Collection entries
━━━━━━━━

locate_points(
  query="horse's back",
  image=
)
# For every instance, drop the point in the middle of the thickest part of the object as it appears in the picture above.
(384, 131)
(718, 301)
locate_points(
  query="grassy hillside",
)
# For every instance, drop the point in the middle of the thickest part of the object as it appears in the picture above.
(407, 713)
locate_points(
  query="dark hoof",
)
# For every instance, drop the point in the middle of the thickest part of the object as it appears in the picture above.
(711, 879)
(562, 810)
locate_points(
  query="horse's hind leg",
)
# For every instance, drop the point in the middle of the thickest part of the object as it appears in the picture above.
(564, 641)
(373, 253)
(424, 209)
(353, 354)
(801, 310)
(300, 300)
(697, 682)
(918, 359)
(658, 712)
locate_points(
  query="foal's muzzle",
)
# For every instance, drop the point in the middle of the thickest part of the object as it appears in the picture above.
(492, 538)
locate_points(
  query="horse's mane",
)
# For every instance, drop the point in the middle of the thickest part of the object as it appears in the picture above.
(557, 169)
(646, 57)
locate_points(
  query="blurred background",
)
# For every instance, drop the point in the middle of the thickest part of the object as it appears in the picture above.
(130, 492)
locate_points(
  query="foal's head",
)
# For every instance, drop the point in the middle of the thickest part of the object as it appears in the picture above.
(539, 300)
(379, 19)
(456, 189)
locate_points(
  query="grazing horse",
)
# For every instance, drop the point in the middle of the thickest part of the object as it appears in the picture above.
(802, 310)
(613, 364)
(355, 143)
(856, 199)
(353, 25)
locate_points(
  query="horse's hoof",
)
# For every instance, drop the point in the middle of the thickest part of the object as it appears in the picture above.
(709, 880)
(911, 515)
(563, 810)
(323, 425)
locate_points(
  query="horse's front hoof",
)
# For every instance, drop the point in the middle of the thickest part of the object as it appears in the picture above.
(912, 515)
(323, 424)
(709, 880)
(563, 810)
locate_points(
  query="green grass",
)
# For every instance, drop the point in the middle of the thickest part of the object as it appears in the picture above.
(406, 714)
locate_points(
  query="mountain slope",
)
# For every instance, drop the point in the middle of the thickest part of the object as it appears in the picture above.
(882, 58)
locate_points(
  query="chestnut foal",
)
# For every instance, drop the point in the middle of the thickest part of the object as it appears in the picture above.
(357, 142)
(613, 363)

━━━━━━━━

- WHAT YOU NEED TO DO:
Within the records above, how many lines include the word "horse"? State the number by itself.

- YOUR RESPONSE:
6